## Article:
With these principles in mind, the Court must decide whether the firefighters are employees under the FLSA. Courts use various tests for guidance when determining whether the totality of circumstances suggests an employer-employee relationship exists based on the objective facts surrounding service. Almost all of these tests include an examination of control and compensation, two considerations which the Court finds compelling here. However, the Court finds that there are other factors in the totality of circumstances which lead to the conclusion that the firefighters are not employees.

Tests for “Employee” Under FLSA

Various courts have attempted to clarify the imprecise definitions of “employ” and “employee.” For example, in Todaro v. The Township of Union, 27 F.Supp.2d 517 (D.N.J.1998), the court gave the term “employment” its ordinary meaning: “physical or mental exertion (whether burdensome or not) controlled or required by the employer and pursued necessarily and primarily for the benefit of the employer and his business.” Todaro, 27 F.Supp.2d at 533 (citing Tennessee Coal, Iron & R. Co. v. Muscoda Local No. 123, 321 U.S. 590, 597, 64 S.Ct. 698, 88 L.Ed. 949 (1944)).

Volunteers who receive no compensation are easy to distinguish from employees. The more difficult situation is the so-called volunteer who gets some form of monetary payment or benefit, in addition to the satisfaction that comes with volunteering. This “enhanced” volunteer straddles the line between a traditional volunteer and an employee. Congress has provided little guidance in determining their status. See generally5 U.S.C. § 8101(1)(B) [which includes individuals who are unpaid, or paid only nominal amounts, as employees].

## What this task involves:
Reproduce the passage on firefighters under the FLSA in full, word for word. Draw solely on the passage on firefighters under the FLSA and consult no other source.

[A run of listings]
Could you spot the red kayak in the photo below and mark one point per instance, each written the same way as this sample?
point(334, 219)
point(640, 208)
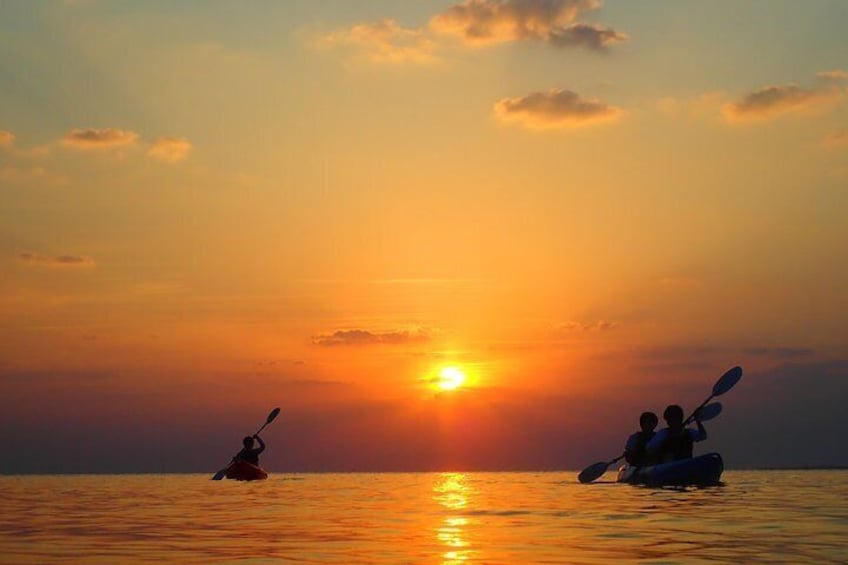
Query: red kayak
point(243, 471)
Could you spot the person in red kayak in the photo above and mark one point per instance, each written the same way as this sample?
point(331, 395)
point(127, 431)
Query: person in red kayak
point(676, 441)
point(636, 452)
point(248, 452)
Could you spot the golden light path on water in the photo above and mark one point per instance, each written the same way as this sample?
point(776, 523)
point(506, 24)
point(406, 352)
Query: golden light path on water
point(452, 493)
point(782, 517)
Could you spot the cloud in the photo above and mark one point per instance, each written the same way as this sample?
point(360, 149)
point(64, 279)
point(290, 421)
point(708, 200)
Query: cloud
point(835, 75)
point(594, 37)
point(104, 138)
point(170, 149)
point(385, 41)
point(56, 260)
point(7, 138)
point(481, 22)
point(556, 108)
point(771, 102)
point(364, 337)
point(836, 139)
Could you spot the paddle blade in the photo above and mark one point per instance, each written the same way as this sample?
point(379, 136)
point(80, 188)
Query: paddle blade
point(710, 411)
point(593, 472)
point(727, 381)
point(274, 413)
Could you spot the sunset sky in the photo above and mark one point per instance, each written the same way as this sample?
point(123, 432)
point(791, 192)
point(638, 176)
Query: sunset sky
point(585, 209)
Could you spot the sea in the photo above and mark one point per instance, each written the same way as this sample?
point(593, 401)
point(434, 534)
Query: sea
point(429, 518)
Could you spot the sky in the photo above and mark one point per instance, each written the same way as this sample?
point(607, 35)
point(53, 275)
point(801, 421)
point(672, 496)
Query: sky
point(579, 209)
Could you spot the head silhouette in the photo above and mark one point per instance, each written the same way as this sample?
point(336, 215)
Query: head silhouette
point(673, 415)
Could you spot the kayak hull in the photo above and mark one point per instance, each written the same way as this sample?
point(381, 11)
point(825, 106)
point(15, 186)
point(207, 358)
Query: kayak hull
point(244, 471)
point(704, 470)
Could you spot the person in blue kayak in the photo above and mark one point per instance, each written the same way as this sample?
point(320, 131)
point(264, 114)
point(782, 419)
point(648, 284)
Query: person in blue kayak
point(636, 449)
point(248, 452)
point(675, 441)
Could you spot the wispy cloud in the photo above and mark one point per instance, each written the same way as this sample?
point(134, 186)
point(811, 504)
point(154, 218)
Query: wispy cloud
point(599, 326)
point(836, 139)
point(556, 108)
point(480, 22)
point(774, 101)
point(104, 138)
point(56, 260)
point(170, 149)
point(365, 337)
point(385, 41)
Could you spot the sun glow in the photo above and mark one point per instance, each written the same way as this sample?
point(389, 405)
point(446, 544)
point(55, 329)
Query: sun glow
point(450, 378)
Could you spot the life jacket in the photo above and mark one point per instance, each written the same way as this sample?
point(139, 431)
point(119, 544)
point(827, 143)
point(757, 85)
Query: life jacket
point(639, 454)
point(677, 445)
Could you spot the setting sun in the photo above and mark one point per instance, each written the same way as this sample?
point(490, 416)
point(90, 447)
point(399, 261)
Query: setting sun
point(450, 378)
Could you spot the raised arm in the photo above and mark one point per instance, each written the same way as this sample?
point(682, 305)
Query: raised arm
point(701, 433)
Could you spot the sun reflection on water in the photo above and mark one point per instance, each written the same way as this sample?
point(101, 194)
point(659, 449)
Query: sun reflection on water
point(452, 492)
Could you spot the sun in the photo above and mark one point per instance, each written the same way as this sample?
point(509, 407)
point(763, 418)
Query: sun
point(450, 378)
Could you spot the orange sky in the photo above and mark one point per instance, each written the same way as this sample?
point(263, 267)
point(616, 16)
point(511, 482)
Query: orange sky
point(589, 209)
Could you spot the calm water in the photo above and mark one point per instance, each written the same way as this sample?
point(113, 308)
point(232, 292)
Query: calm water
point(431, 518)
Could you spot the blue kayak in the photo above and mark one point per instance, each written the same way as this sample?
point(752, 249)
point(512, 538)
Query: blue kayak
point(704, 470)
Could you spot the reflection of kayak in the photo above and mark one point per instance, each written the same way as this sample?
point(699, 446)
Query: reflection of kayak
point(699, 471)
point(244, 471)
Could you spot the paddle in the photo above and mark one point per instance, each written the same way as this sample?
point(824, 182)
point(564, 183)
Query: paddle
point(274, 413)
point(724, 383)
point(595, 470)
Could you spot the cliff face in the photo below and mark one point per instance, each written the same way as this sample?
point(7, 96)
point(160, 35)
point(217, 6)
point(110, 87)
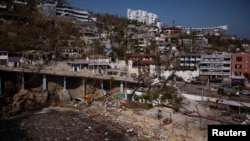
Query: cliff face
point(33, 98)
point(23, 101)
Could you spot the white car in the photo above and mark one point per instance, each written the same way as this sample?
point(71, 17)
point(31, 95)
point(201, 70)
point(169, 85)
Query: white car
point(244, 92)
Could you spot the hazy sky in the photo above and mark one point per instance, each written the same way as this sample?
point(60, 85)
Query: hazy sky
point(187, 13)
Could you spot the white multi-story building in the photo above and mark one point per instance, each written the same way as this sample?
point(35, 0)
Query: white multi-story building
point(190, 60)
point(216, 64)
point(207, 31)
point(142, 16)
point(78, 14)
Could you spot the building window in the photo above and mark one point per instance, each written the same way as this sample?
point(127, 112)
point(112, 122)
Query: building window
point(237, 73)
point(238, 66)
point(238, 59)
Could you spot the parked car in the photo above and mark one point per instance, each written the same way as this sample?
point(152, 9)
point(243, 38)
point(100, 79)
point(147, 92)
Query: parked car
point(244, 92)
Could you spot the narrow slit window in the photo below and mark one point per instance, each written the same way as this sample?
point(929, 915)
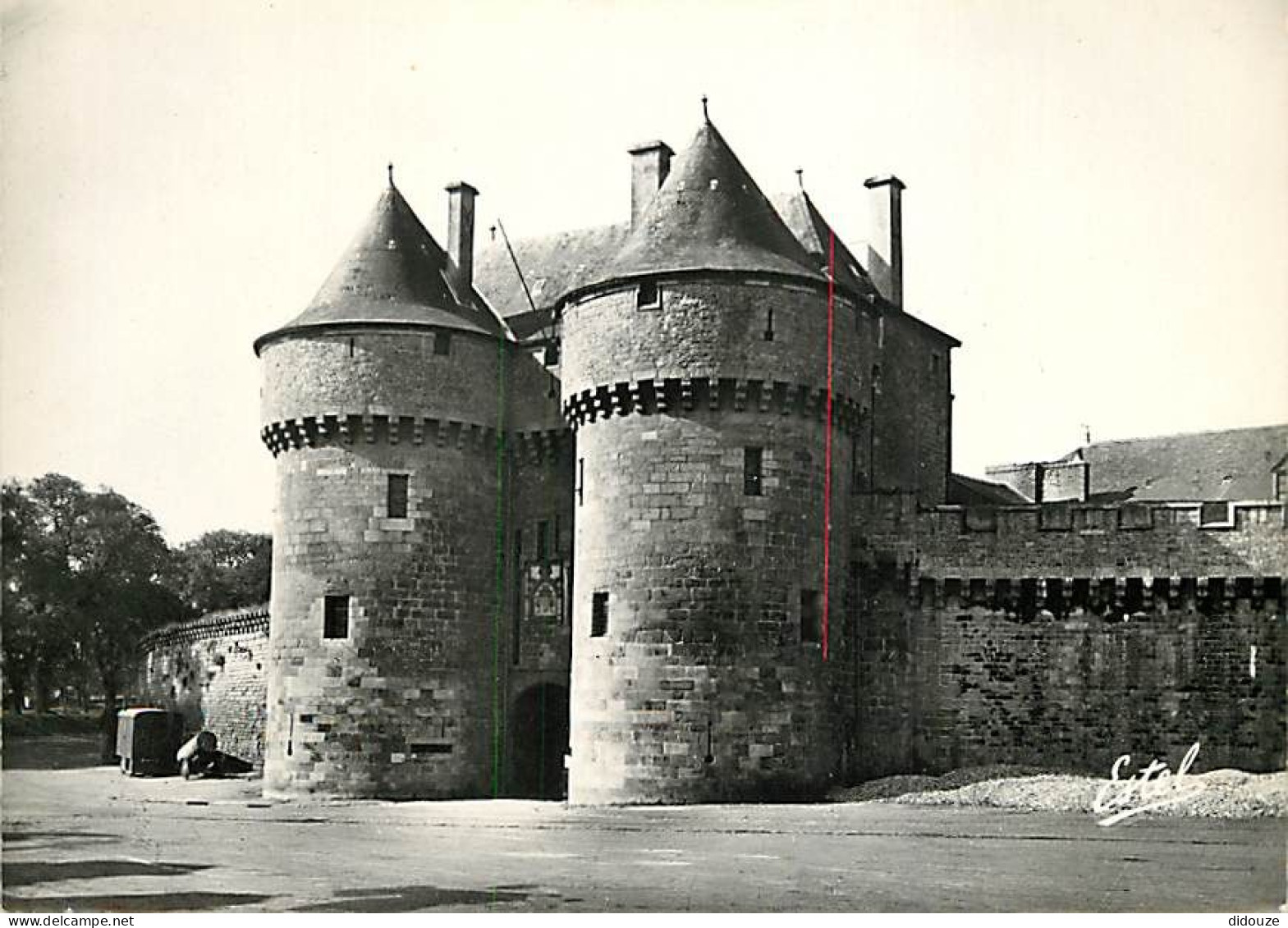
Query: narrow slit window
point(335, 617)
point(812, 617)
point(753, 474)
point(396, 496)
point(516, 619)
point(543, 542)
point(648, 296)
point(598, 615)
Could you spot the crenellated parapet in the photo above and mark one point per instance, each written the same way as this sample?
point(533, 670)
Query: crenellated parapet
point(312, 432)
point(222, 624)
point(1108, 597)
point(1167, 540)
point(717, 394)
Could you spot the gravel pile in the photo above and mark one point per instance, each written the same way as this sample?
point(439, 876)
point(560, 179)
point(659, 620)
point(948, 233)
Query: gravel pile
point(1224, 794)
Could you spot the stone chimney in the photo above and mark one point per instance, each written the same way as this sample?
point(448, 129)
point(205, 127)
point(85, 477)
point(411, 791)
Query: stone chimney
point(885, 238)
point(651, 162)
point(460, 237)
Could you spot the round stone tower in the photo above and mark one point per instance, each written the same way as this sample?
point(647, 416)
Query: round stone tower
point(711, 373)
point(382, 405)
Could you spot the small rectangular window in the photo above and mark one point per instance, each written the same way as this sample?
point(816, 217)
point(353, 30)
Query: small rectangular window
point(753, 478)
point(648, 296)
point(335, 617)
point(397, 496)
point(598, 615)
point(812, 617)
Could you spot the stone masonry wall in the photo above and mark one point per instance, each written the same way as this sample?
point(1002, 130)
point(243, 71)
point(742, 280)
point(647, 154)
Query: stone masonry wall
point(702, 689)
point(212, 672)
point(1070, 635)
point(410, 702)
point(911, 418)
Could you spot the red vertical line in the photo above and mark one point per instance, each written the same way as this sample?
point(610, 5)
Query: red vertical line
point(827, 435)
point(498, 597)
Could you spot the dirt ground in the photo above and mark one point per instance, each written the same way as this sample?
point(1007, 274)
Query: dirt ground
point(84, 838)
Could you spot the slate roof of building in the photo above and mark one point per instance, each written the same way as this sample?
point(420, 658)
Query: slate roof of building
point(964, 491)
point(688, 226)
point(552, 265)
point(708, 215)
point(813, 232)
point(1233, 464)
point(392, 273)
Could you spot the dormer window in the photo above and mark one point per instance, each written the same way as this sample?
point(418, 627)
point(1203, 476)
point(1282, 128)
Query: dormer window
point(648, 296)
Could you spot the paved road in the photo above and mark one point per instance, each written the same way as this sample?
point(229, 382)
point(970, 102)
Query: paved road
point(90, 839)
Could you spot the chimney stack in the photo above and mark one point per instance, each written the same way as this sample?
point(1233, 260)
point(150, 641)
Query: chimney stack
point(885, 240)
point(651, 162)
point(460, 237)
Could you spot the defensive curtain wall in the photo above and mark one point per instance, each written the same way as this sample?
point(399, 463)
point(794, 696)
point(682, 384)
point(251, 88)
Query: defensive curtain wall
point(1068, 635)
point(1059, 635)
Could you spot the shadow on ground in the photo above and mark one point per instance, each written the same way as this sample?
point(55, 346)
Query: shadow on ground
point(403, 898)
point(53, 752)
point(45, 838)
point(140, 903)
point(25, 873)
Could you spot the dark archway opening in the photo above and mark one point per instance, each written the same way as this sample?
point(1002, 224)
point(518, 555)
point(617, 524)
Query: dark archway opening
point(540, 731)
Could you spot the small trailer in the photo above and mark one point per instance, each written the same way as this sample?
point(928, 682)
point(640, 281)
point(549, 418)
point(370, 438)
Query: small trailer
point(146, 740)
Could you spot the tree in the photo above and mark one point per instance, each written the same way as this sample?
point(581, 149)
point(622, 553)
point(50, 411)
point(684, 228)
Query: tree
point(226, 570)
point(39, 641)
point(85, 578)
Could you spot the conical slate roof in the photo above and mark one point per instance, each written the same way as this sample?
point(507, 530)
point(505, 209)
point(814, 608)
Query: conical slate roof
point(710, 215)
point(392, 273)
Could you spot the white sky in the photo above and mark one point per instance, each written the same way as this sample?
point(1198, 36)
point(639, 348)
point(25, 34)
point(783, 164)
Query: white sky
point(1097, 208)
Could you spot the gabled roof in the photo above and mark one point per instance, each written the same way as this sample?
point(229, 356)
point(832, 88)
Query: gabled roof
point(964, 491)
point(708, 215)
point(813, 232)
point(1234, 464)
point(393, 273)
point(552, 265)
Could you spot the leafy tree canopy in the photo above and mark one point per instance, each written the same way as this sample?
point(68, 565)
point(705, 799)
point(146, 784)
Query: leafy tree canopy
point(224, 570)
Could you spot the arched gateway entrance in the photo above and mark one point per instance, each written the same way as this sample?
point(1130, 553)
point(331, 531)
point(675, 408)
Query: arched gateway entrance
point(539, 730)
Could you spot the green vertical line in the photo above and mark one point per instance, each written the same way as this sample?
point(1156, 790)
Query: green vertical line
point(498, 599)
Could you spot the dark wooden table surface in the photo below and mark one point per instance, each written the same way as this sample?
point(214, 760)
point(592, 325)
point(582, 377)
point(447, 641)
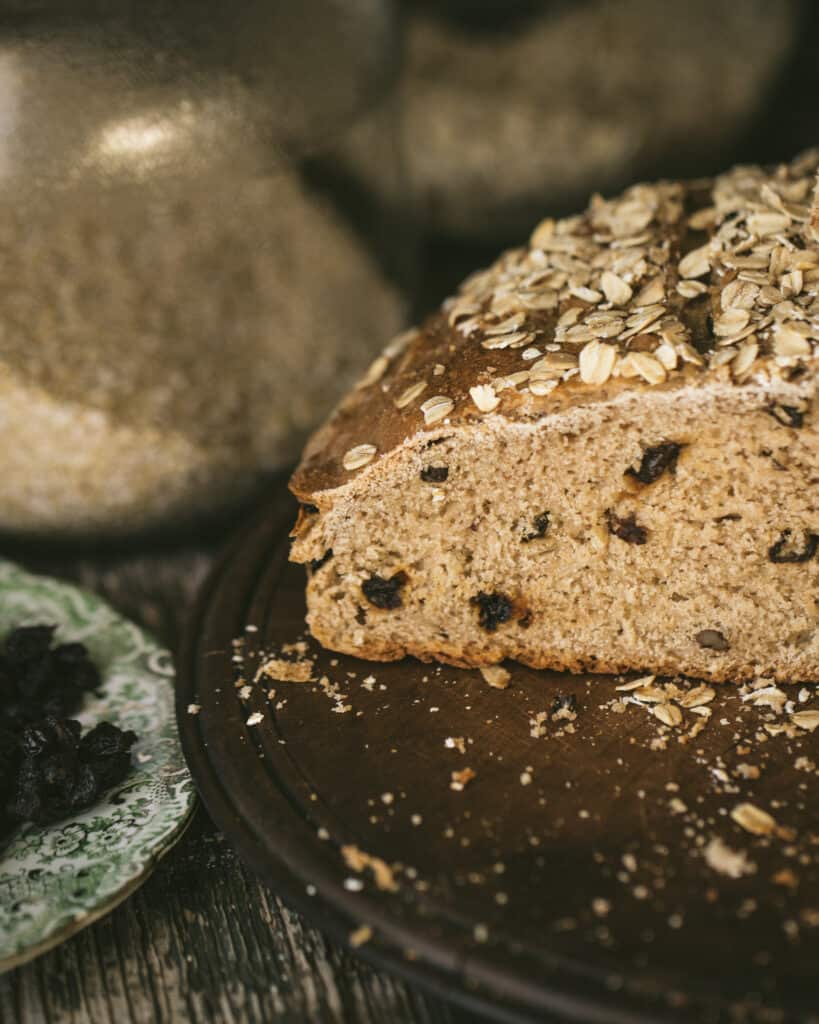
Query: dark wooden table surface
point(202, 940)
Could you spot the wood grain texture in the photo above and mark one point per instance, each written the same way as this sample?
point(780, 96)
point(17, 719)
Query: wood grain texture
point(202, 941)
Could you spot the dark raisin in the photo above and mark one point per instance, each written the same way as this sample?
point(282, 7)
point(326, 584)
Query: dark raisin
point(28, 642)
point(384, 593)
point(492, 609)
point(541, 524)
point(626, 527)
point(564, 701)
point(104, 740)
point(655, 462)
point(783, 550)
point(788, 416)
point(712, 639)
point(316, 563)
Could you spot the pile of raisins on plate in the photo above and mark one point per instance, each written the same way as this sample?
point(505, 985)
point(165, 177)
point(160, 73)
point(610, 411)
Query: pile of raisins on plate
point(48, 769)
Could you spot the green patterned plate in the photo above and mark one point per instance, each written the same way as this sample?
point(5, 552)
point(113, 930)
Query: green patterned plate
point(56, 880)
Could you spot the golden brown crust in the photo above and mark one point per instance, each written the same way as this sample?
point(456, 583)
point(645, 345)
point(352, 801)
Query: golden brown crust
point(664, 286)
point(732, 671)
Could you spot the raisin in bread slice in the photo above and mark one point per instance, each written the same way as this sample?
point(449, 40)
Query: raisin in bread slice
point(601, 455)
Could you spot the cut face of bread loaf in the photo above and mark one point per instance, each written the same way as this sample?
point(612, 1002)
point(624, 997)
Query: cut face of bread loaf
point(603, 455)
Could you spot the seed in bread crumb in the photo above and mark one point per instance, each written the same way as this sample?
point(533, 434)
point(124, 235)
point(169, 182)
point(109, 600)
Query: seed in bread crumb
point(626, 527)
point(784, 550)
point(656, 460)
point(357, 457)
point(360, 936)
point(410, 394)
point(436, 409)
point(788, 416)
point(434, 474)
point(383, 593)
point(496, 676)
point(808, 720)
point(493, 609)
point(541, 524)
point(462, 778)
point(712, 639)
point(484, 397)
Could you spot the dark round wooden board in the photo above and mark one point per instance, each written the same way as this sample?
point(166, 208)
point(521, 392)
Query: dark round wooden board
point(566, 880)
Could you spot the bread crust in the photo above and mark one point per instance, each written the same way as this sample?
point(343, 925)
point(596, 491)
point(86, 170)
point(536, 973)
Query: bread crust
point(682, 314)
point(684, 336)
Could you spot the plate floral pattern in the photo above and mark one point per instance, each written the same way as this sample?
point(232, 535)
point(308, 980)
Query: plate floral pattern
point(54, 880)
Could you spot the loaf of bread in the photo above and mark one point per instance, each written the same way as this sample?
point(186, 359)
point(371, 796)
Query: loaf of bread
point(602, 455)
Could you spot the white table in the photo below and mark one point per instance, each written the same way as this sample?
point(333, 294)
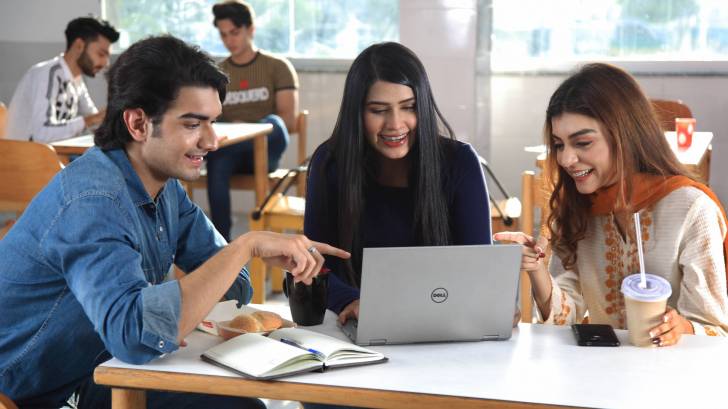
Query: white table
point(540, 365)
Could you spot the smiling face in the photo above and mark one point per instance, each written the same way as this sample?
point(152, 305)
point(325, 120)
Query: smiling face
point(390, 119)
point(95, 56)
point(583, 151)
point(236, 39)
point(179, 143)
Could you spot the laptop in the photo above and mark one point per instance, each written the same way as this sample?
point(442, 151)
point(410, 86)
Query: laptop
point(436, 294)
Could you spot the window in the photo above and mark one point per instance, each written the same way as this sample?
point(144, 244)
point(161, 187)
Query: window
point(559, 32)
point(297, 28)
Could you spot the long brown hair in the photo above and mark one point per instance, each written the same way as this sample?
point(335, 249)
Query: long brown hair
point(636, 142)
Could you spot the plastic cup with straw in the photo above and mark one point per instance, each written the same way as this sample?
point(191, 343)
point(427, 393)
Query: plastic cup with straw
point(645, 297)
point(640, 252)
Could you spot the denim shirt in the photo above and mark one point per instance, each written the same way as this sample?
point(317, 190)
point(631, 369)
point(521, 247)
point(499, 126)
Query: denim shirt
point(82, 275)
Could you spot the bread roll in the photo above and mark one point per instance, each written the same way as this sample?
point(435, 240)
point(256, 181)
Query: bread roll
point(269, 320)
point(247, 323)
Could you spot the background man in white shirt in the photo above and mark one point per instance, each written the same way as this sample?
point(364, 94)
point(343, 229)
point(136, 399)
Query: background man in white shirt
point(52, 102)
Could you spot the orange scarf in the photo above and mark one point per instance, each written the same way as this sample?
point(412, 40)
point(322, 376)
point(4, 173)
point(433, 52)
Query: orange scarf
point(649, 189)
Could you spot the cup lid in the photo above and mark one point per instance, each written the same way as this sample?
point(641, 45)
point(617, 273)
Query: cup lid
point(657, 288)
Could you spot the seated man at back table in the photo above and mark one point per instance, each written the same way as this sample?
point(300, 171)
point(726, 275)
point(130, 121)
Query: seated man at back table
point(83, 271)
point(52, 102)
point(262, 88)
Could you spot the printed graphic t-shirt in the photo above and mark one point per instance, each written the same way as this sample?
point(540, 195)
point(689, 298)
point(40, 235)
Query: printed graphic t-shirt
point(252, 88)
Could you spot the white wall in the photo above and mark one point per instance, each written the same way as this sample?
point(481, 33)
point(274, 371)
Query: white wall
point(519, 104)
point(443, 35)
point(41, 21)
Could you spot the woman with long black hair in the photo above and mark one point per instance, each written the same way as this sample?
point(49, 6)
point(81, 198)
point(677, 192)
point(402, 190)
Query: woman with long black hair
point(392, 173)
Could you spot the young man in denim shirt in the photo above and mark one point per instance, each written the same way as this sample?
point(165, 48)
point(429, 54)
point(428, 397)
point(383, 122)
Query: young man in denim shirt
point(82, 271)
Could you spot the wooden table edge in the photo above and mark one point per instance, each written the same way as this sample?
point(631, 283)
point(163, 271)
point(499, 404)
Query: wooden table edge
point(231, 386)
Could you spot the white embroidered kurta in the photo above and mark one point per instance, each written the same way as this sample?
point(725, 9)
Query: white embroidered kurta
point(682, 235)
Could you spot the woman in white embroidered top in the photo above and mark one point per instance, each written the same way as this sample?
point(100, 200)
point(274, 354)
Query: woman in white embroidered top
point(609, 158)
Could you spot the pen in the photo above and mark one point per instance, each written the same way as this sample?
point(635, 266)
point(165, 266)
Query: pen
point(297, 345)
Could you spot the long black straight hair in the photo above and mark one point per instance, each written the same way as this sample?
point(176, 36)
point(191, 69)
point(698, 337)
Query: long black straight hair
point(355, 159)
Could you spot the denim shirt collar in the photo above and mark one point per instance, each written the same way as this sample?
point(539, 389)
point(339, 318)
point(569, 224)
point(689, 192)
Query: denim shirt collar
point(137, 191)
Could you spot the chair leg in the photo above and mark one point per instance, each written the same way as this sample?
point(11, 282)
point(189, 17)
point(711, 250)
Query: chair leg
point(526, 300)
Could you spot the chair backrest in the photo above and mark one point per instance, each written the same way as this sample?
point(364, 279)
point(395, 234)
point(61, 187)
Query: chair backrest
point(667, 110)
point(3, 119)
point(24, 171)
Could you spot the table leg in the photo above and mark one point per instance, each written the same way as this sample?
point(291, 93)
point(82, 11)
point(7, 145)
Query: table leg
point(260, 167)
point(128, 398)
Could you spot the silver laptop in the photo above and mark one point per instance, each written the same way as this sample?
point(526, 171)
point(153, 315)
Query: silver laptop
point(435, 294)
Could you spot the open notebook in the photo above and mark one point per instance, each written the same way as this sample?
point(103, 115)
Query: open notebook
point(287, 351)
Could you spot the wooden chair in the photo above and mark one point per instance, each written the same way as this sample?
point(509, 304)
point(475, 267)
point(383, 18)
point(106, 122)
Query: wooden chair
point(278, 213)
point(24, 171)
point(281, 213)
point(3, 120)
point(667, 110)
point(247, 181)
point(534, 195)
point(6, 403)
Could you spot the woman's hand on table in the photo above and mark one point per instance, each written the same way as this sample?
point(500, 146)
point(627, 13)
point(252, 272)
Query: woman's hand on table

## Solution to this task:
With these principles in mind, the Court must decide whether the firefighters are employees under the FLSA. Courts use various tests for guidance when determining whether the totality of circumstances suggests an employer-employee relationship exists based on the objective facts surrounding service. Almost all of these tests include an examination of control and compensation, two considerations which the Court finds compelling here. However, the Court finds that there are other factors in the totality of circumstances which lead to the conclusion that the firefighters are not employees.

Tests for “Employee” Under FLSA

Various courts have attempted to clarify the imprecise definitions of “employ” and “employee.” For example, in Todaro v. The Township of Union, 27 F.Supp.2d 517 (D.N.J.1998), the court gave the term “employment” its ordinary meaning: “physical or mental exertion (whether burdensome or not) controlled or required by the employer and pursued necessarily and primarily for the benefit of the employer and his business.” Todaro, 27 F.Supp.2d at 533 (citing Tennessee Coal, Iron & R. Co. v. Muscoda Local No. 123, 321 U.S. 590, 597, 64 S.Ct. 698, 88 L.Ed. 949 (1944)).

Volunteers who receive no compensation are easy to distinguish from employees. The more difficult situation is the so-called volunteer who gets some form of monetary payment or benefit, in addition to the satisfaction that comes with volunteering. This “enhanced” volunteer straddles the line between a traditional volunteer and an employee. Congress has provided little guidance in determining their status. See generally5 U.S.C. § 8101(1)(B) [which includes individuals who are unpaid, or paid only nominal amounts, as employees].